--- Begin ---

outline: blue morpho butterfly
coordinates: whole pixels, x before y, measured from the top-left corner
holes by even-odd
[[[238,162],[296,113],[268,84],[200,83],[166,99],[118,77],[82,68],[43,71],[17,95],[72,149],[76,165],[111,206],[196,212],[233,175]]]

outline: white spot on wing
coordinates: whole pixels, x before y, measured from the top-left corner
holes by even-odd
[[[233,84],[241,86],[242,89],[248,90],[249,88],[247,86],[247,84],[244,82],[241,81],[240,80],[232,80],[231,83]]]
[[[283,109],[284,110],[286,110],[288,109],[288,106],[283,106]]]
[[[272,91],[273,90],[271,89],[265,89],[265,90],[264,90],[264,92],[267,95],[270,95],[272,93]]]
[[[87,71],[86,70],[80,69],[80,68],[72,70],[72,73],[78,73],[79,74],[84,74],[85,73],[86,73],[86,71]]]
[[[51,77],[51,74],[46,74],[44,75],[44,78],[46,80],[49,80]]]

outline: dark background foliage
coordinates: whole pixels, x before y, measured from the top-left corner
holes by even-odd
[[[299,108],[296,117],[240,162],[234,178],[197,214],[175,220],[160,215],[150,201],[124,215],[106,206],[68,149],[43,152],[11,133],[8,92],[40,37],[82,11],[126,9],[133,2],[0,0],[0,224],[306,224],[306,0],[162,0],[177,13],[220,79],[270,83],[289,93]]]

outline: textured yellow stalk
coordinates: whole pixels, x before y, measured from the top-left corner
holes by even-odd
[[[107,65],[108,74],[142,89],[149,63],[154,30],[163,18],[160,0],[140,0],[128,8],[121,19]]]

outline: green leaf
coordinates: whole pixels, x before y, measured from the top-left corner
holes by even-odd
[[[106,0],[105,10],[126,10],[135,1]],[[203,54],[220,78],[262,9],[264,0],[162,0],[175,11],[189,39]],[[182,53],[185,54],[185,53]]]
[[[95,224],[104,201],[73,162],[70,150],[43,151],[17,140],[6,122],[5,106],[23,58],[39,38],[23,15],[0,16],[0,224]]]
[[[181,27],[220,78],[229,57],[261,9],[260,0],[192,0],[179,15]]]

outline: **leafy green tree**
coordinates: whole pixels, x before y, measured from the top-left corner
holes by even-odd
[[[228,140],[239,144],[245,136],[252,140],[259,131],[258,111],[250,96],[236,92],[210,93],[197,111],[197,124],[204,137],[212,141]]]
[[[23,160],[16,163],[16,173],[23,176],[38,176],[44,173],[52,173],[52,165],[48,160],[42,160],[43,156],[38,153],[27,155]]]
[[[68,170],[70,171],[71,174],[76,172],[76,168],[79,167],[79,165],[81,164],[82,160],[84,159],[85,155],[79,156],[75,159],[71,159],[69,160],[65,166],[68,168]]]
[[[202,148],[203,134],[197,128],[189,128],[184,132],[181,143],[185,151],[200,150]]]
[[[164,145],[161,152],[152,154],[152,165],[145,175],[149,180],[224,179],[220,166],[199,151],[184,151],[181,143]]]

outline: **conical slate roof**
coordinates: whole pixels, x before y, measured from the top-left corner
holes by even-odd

--- End ---

Problem description ->
Print the entire listing above again, line for line and without any alteration.

Result of the exercise ->
outline: blue morpho butterfly
coordinates: whole pixels, x before y, measured from the top-left corner
holes by even-odd
[[[238,162],[296,113],[268,84],[200,83],[166,99],[118,77],[82,68],[43,71],[17,95],[72,149],[76,165],[111,206],[196,212],[233,175]]]

outline: white spot on wing
coordinates: whole pixels, x before y, measured from the top-left corner
holes by even-odd
[[[233,84],[241,86],[242,89],[248,90],[249,88],[247,86],[247,84],[244,82],[241,81],[240,80],[232,80],[231,83]]]
[[[283,109],[284,110],[286,110],[288,109],[288,106],[283,106]]]
[[[272,91],[273,90],[271,89],[265,89],[265,90],[264,90],[264,92],[267,95],[270,95],[272,93]]]
[[[87,71],[86,70],[80,69],[80,68],[72,70],[72,73],[78,73],[79,74],[84,74],[85,73],[86,73],[86,71]]]
[[[51,77],[51,74],[46,74],[44,75],[44,78],[46,80],[49,80]]]

outline: dark background foliage
coordinates: whole pixels, x before y, measured from the top-left corner
holes by even-odd
[[[299,108],[296,117],[240,162],[234,178],[197,214],[175,220],[160,215],[150,201],[124,215],[106,206],[68,149],[43,152],[11,133],[8,92],[40,37],[82,11],[126,9],[133,2],[0,0],[0,224],[306,224],[306,0],[162,0],[177,13],[220,79],[270,83],[289,93]]]

outline: textured yellow stalk
coordinates: whole pixels, x before y, measured from the top-left corner
holes by even-odd
[[[107,65],[108,74],[142,89],[149,63],[154,30],[163,18],[160,0],[140,0],[128,8],[121,19]]]

outline: green leaf
coordinates: whole pixels, x before y, measured from the top-left corner
holes by even-odd
[[[106,0],[105,10],[126,10],[135,1]],[[203,54],[220,78],[262,9],[264,0],[162,0],[175,11],[189,39]],[[182,53],[185,54],[185,53]]]
[[[95,224],[104,201],[73,162],[70,150],[43,151],[17,140],[6,122],[5,106],[23,58],[39,38],[23,15],[0,16],[0,224]]]
[[[181,27],[220,78],[229,57],[261,9],[260,0],[192,0],[179,15]]]

outline: **leafy green tree**
coordinates: whole pixels, x before y, measured from the top-left corner
holes by even-odd
[[[228,140],[239,144],[245,136],[252,140],[259,131],[258,111],[250,96],[236,92],[210,93],[197,111],[197,124],[204,137],[212,141]]]
[[[23,160],[16,163],[16,173],[23,176],[38,176],[44,173],[52,173],[52,165],[48,160],[42,160],[43,156],[38,153],[27,155]]]
[[[68,170],[70,171],[71,174],[76,172],[76,168],[79,167],[79,165],[81,164],[82,160],[84,159],[85,155],[79,156],[75,159],[71,159],[69,160],[65,166],[68,168]]]
[[[202,148],[203,134],[197,128],[189,128],[184,132],[181,143],[185,151],[200,150]]]
[[[164,145],[161,152],[152,154],[152,165],[145,175],[149,180],[224,179],[220,166],[199,151],[184,151],[181,143]]]

outline: **conical slate roof**
coordinates: whole pixels, x before y, measured from the top-left corner
holes by even-odd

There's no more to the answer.